╭─ Provided information

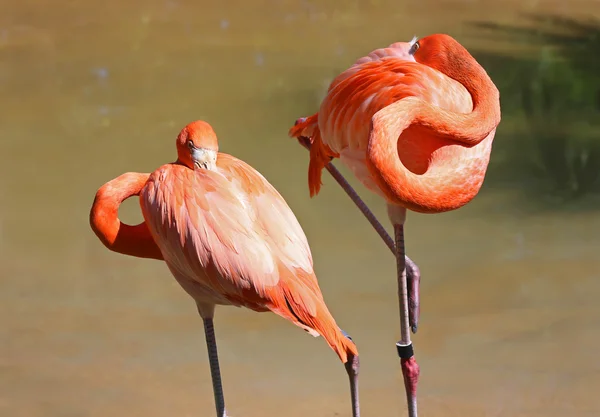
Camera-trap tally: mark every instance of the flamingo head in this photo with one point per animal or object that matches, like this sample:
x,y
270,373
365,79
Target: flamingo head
x,y
441,52
197,146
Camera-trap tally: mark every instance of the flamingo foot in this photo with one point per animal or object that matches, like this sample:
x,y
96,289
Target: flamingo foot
x,y
410,372
352,367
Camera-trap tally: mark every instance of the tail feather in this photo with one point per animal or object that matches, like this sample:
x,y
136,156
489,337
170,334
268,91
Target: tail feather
x,y
305,307
320,154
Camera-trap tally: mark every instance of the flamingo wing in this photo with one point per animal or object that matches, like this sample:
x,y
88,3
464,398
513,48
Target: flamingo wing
x,y
230,238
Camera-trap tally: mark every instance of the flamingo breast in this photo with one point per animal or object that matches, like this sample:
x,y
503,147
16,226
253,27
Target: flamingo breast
x,y
374,82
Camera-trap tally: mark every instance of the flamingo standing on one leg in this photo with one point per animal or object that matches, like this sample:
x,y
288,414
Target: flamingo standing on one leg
x,y
228,237
415,123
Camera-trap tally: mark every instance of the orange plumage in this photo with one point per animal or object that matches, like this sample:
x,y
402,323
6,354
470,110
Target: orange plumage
x,y
415,128
227,236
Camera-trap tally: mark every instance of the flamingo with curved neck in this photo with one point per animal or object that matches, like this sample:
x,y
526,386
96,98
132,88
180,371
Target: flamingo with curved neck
x,y
228,237
112,232
414,122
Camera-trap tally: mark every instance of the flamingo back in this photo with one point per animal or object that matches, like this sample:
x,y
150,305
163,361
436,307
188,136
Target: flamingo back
x,y
341,127
229,238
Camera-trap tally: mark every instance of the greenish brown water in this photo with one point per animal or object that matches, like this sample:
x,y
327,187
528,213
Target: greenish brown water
x,y
510,315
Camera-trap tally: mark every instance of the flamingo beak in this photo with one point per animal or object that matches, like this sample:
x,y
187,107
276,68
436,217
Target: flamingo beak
x,y
203,158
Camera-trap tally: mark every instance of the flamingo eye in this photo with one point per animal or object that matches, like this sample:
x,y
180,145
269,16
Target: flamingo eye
x,y
414,48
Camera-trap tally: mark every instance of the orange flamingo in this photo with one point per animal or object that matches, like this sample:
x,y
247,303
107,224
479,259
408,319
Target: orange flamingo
x,y
228,237
415,123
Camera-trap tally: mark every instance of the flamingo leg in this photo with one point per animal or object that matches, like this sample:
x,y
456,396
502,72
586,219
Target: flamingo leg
x,y
352,368
410,368
413,274
215,371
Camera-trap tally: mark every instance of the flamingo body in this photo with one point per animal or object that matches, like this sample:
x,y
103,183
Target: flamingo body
x,y
229,238
432,171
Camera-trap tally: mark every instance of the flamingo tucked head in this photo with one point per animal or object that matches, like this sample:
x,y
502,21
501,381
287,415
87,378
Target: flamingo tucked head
x,y
197,146
441,52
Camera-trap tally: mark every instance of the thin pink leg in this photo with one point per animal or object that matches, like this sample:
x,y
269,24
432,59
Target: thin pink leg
x,y
413,274
410,368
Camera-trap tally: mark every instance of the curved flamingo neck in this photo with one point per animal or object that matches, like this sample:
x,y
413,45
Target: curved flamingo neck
x,y
114,234
473,127
446,190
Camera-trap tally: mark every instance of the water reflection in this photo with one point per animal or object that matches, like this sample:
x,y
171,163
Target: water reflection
x,y
509,319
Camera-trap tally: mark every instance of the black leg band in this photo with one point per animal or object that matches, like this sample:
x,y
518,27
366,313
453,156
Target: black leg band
x,y
346,335
405,351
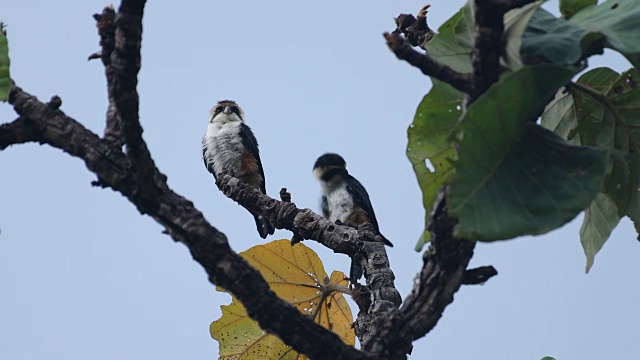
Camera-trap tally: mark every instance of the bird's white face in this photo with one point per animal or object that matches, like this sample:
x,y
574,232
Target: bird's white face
x,y
226,112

╰─

◆ **Goal**: From the records above, extract every line from the one containing "Camera-trap tally: mark every instance of the water" through the end of the records, and reproduce each line verbatim. Leave out the pictures.

◆ **Response to this exercise**:
Camera-trap tally: mark every instance of the water reflection in this photo with one point per animal or object that matches, like this sample:
x,y
171,163
Target: water reflection
x,y
509,319
Camera-trap tally: mark every instance of the black leg band in this photo with one point per animal or object that matches, like this sample:
x,y
518,27
366,313
453,156
Target: black leg band
x,y
346,335
405,351
Camera-trap tally: mark every instance of the bird's white face in this photo with one point per animal or object that matches, like this sample:
x,y
574,232
Target: bird's white face
x,y
226,112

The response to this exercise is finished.